Testo:
Riepilogando, la sentenza in commento, da una parte, ribadisce alcuni principi enunciati dalla Corte di Cassazione in tema di licenziamento adottato dall’amministratore giudiziario e, dall’altra, valorizzando la circostanza oggettiva dell’impossibilità sopravvenuta della prestazione per chi versi in una delle situazioni descritte nell’art. 35 del D. Lgs. n. 159/2011, parrebbe dare la stura a una operazione ermeneutica – pure invocata da autorevole dottrina – volta a inquadrare il licenziamento de quo nella categoria del licenziamento per giustificato motivo oggettivo piuttosto che in quello per giusta causa.

Lavoro richiesto:
1 – Stampa il passo del testo sul licenziamento che va da "Riepilogando, la sentenza" a "per giusta causa.", senza cambiare nulla.
2 – Restituisci tali e quali le righe dell'elenco dalla riga con "toilet seat -> point" fino alla fine dell'elenco, estremi compresi. Non includere le immagini nella risposta.

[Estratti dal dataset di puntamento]
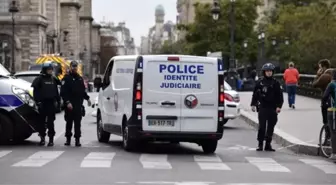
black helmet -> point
(73, 63)
(47, 65)
(268, 67)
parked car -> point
(29, 76)
(232, 103)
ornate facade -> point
(47, 26)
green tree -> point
(311, 30)
(179, 47)
(205, 34)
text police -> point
(177, 75)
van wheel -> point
(102, 135)
(209, 147)
(6, 129)
(128, 143)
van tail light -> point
(221, 95)
(173, 59)
(228, 97)
(137, 91)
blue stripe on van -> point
(10, 101)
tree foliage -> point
(311, 30)
(206, 34)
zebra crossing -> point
(156, 161)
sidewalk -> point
(296, 129)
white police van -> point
(18, 113)
(162, 98)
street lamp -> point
(232, 74)
(287, 41)
(215, 10)
(13, 9)
(274, 41)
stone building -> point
(30, 32)
(48, 26)
(160, 32)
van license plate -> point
(161, 123)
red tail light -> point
(138, 95)
(173, 59)
(221, 98)
(228, 97)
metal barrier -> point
(305, 87)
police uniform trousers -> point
(73, 117)
(332, 128)
(324, 111)
(47, 112)
(267, 121)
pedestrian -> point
(323, 78)
(47, 98)
(331, 92)
(267, 100)
(73, 94)
(291, 77)
(97, 82)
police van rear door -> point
(199, 109)
(161, 96)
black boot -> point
(68, 141)
(51, 141)
(78, 142)
(268, 147)
(260, 146)
(42, 141)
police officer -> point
(267, 99)
(73, 94)
(47, 97)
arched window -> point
(4, 6)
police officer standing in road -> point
(47, 97)
(73, 94)
(267, 99)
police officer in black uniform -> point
(47, 97)
(267, 99)
(73, 94)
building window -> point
(4, 6)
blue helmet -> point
(268, 67)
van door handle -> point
(168, 103)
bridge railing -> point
(305, 87)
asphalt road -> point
(236, 162)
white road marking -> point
(3, 153)
(98, 160)
(39, 159)
(326, 167)
(210, 163)
(155, 161)
(258, 184)
(267, 164)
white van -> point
(162, 98)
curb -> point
(283, 138)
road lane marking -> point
(267, 164)
(210, 163)
(39, 159)
(3, 153)
(326, 167)
(98, 160)
(155, 161)
(258, 184)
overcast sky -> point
(138, 14)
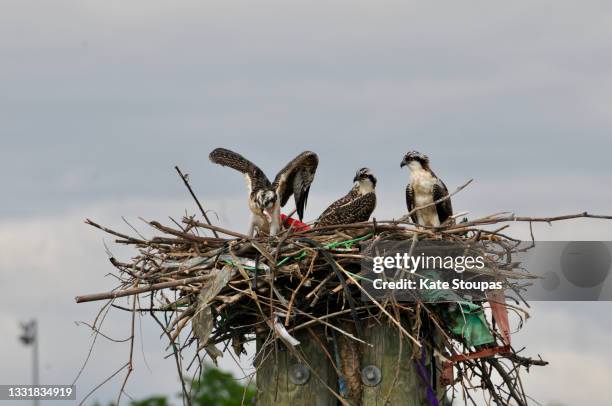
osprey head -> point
(365, 175)
(415, 157)
(265, 198)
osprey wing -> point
(410, 203)
(255, 176)
(295, 179)
(355, 210)
(444, 208)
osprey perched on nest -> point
(356, 206)
(265, 198)
(425, 188)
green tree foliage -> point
(214, 388)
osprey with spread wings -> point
(265, 198)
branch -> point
(186, 182)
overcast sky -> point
(100, 99)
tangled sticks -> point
(215, 291)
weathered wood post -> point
(283, 380)
(390, 354)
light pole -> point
(29, 336)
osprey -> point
(265, 198)
(356, 206)
(425, 188)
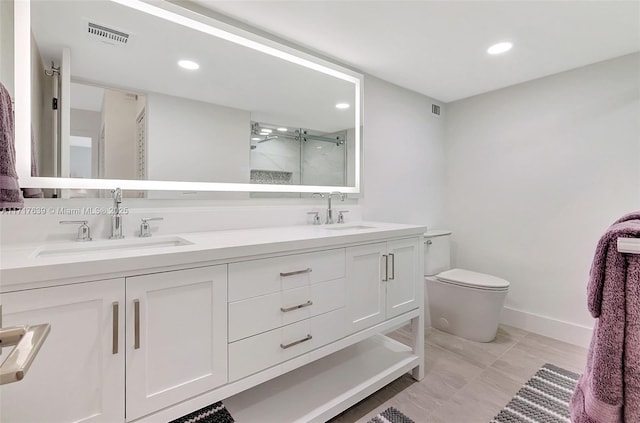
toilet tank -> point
(437, 252)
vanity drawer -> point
(268, 349)
(260, 314)
(265, 276)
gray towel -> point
(10, 195)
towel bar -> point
(27, 341)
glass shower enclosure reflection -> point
(294, 156)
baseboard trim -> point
(546, 326)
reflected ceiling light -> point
(188, 64)
(500, 48)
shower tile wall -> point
(278, 154)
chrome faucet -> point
(329, 219)
(116, 217)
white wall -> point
(194, 141)
(6, 45)
(535, 173)
(403, 156)
(119, 114)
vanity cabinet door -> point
(384, 280)
(176, 337)
(404, 285)
(365, 268)
(78, 375)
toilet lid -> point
(472, 279)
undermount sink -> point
(344, 228)
(93, 247)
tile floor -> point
(466, 381)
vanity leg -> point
(417, 335)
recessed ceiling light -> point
(500, 48)
(188, 64)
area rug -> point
(543, 399)
(391, 415)
(214, 413)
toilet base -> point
(469, 313)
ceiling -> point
(438, 48)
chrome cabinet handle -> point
(115, 307)
(300, 341)
(136, 324)
(27, 340)
(297, 272)
(386, 268)
(299, 306)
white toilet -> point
(463, 303)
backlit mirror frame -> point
(195, 21)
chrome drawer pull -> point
(386, 268)
(114, 342)
(27, 341)
(299, 306)
(294, 343)
(136, 324)
(297, 272)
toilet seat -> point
(469, 279)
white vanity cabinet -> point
(288, 328)
(382, 281)
(284, 307)
(176, 337)
(79, 372)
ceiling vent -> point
(108, 35)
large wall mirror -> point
(151, 96)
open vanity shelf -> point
(320, 390)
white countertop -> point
(21, 264)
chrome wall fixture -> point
(271, 132)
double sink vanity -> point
(282, 324)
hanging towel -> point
(10, 195)
(33, 192)
(609, 389)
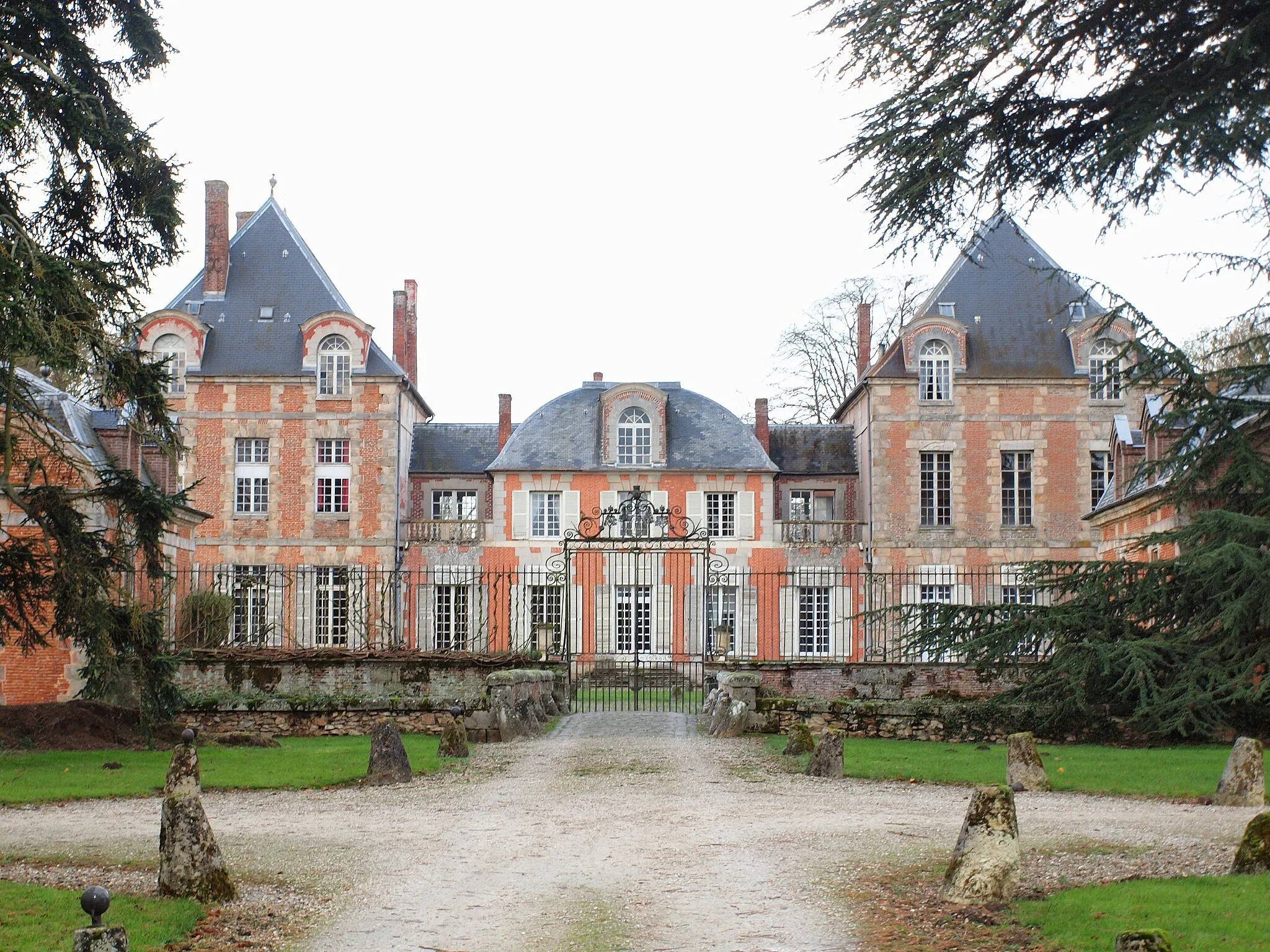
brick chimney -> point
(505, 419)
(761, 428)
(216, 254)
(406, 339)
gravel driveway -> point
(621, 832)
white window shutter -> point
(745, 516)
(521, 513)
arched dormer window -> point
(634, 438)
(334, 367)
(935, 371)
(171, 348)
(1104, 371)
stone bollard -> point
(1023, 763)
(190, 860)
(1143, 941)
(98, 937)
(1244, 781)
(389, 762)
(1254, 852)
(985, 866)
(827, 757)
(801, 741)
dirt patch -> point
(76, 725)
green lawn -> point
(1162, 772)
(41, 919)
(1201, 914)
(35, 776)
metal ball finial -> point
(94, 902)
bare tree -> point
(817, 358)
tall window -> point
(251, 475)
(1101, 475)
(333, 475)
(634, 438)
(936, 501)
(172, 350)
(1016, 489)
(334, 367)
(935, 371)
(722, 514)
(331, 626)
(544, 514)
(634, 617)
(1104, 371)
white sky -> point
(577, 186)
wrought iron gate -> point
(646, 606)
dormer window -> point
(334, 367)
(935, 371)
(634, 438)
(171, 350)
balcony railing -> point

Risultati attesi:
1 –
Riepilogando, la sentenza in commento, da una parte, ribadisce alcuni principi enunciati dalla Corte di Cassazione in tema di licenziamento adottato dall’amministratore giudiziario e, dall’altra, valorizzando la circostanza oggettiva dell’impossibilità sopravvenuta della prestazione per chi versi in una delle situazioni descritte nell’art. 35 del D. Lgs. n. 159/2011, parrebbe dare la stura a una operazione ermeneutica – pure invocata da autorevole dottrina – volta a inquadrare il licenziamento de quo nella categoria del licenziamento per giustificato motivo oggettivo piuttosto che in quello per giusta causa.

2 –
toilet seat -> point
(469, 279)
white vanity cabinet -> point
(288, 328)
(382, 281)
(284, 307)
(176, 337)
(79, 372)
ceiling vent -> point
(108, 35)
large wall mirror -> point
(151, 96)
open vanity shelf -> point
(320, 390)
white countertop -> point
(21, 264)
chrome wall fixture -> point
(271, 132)
double sink vanity -> point
(282, 324)
hanging towel -> point
(10, 195)
(33, 192)
(609, 389)
brick chimney -> point
(505, 419)
(761, 428)
(216, 254)
(406, 339)
gravel driveway -> point
(621, 832)
white window shutter -> point
(745, 516)
(521, 513)
arched dormer window -> point
(634, 438)
(334, 367)
(935, 371)
(171, 348)
(1104, 371)
stone bollard -> point
(1023, 763)
(190, 860)
(1143, 941)
(98, 937)
(1244, 781)
(389, 762)
(1254, 852)
(985, 866)
(827, 757)
(801, 741)
dirt patch -> point
(76, 725)
green lawn -> point
(1162, 772)
(41, 919)
(1201, 914)
(35, 776)
metal ball finial -> point
(94, 902)
bare tree -> point
(817, 358)
tall window -> point
(251, 475)
(1101, 475)
(333, 475)
(634, 438)
(936, 501)
(172, 350)
(1016, 489)
(334, 367)
(935, 371)
(722, 514)
(331, 626)
(544, 514)
(634, 617)
(1104, 371)
white sky -> point
(577, 186)
wrought iron gate -> point
(646, 606)
dormer window -> point
(334, 367)
(935, 371)
(634, 438)
(171, 350)
balcony railing -> point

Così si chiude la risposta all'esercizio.